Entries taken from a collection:
::::::::::

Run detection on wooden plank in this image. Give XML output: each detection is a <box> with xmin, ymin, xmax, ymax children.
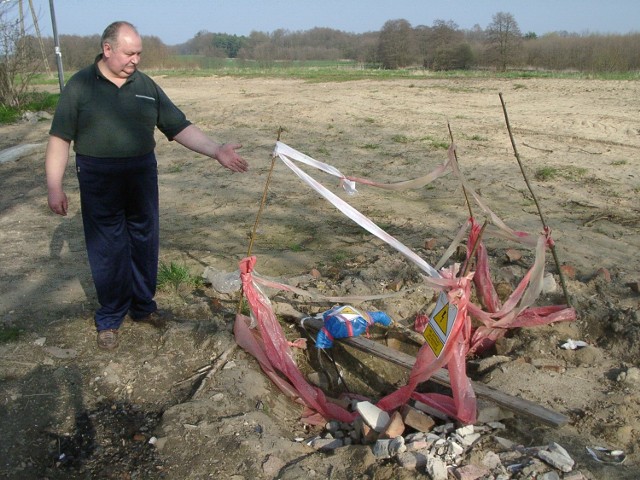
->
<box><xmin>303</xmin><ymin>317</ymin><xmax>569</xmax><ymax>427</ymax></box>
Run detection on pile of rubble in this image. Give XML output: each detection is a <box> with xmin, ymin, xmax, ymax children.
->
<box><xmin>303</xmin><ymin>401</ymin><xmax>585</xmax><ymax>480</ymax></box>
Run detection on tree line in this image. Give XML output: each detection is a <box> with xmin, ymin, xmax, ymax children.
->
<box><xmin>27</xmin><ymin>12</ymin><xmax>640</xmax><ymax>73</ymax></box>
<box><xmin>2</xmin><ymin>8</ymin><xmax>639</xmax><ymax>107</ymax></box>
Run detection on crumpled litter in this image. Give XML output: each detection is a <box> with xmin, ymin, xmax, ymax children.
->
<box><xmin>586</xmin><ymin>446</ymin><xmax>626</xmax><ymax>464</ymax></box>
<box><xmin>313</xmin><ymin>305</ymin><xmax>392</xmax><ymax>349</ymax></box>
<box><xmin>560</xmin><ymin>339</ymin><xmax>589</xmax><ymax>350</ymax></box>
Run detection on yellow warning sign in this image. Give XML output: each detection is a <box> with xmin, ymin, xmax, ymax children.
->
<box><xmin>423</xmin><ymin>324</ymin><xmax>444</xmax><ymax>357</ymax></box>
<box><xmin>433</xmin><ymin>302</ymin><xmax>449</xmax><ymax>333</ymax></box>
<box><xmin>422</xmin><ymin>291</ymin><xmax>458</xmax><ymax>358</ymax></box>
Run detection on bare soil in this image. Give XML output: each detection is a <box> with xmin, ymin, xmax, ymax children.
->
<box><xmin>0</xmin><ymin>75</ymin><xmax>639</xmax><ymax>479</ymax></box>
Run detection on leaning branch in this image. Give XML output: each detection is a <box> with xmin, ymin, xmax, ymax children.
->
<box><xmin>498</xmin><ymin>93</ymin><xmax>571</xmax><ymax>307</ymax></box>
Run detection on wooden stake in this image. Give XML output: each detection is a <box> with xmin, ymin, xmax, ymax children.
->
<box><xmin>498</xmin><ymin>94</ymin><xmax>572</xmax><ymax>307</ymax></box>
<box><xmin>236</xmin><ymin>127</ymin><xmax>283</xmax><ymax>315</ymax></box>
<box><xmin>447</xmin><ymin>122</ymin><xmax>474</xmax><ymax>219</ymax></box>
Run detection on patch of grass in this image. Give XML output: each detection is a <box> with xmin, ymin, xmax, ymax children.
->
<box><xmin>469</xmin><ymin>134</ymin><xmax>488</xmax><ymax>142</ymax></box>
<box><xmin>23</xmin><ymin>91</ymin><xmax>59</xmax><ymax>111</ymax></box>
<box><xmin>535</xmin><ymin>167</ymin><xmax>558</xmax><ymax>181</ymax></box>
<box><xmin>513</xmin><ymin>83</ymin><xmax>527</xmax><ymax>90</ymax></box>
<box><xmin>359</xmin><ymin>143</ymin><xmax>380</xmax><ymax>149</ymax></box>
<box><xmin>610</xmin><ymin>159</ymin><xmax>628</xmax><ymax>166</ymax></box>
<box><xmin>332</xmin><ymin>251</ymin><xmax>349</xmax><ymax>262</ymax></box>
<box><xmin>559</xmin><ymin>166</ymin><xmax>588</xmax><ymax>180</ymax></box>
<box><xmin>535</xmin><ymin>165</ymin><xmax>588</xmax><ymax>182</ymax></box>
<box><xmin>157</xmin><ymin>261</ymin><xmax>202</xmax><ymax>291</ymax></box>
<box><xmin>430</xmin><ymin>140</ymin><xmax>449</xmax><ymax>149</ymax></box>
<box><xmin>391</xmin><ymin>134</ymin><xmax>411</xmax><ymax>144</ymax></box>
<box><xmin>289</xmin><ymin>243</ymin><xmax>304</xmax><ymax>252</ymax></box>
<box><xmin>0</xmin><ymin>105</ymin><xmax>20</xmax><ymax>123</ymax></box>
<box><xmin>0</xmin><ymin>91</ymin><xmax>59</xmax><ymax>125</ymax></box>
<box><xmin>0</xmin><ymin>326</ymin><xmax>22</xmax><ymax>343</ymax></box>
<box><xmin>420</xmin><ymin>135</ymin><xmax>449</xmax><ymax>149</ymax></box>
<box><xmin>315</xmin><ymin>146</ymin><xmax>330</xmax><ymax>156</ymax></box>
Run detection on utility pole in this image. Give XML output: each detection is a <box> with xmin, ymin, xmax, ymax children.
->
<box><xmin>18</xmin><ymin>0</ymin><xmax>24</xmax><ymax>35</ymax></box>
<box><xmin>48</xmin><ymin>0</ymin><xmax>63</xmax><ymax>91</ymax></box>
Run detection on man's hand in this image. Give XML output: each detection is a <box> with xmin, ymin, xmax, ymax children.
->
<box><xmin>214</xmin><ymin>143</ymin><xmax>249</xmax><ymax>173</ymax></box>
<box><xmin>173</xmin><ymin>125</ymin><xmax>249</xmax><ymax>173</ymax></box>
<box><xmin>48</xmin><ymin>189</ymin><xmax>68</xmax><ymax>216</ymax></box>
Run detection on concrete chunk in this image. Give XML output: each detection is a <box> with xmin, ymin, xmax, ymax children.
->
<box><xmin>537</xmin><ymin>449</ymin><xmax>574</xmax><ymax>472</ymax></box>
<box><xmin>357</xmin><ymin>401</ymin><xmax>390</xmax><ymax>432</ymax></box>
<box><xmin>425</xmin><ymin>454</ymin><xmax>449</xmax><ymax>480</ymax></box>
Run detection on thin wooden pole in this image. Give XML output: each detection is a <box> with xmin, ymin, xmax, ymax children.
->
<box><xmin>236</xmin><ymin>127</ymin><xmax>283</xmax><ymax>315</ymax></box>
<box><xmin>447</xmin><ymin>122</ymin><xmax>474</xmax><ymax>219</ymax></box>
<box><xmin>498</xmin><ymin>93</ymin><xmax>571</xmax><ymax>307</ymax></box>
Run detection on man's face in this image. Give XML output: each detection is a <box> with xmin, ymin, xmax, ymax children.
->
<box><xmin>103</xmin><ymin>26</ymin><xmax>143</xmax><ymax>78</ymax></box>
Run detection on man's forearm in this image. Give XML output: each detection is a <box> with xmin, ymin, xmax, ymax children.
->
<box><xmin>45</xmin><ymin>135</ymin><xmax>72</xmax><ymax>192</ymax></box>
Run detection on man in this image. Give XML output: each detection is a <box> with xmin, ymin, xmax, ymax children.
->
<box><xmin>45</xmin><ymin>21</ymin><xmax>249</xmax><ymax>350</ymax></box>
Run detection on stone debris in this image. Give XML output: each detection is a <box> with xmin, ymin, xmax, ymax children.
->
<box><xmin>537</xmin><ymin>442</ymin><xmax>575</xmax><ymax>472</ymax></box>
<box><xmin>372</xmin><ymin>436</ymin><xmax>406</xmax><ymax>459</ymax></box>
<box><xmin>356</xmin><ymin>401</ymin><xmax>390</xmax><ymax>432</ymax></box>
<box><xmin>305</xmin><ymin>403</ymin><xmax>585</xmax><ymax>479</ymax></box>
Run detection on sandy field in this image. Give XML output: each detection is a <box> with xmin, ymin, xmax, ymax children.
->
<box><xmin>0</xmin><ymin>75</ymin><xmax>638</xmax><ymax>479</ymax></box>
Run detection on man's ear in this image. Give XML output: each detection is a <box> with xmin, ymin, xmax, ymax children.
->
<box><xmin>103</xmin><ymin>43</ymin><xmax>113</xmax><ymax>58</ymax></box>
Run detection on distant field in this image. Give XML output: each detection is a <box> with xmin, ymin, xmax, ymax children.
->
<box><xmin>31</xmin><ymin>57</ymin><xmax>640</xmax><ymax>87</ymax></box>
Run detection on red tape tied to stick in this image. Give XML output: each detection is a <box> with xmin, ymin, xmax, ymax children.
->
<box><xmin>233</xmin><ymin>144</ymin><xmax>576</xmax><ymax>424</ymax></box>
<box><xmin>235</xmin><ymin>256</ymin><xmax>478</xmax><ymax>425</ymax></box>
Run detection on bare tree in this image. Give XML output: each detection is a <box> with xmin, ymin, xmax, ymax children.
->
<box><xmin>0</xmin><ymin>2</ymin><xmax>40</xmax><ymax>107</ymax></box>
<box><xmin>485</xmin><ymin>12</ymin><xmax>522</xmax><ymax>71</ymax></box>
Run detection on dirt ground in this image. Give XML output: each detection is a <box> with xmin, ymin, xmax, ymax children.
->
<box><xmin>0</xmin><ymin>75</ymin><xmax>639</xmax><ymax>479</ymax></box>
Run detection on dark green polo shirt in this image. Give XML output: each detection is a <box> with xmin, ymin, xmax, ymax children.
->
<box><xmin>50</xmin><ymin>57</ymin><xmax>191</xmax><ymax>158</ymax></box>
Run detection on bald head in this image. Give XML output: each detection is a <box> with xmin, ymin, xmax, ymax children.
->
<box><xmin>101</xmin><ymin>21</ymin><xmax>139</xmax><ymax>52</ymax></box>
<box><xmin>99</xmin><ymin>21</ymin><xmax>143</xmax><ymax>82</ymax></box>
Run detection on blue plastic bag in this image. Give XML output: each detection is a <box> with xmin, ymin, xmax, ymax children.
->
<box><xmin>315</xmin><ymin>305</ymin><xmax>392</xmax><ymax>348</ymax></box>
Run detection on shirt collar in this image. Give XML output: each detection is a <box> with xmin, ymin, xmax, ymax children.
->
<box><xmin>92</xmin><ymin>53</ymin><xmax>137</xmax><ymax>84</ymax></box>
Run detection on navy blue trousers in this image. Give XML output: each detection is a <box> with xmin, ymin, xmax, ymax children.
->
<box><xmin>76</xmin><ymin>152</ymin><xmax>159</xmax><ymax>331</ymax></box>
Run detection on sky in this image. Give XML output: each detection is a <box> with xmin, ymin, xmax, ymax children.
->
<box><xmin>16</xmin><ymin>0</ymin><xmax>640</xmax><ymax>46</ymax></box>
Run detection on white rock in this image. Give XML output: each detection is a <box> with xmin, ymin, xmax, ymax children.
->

::::::::::

_Task item_
Among the lines above, which contain the word "tree"? Copy every one.

_Exercise response_
Run detection on tree line in this image. Give XML output: each detection is a <box> with xmin, ymin, xmax, ymax children.
Run detection on bare tree in this image. Give XML output: each detection is a <box> with xmin, ymin, xmax, ymax children.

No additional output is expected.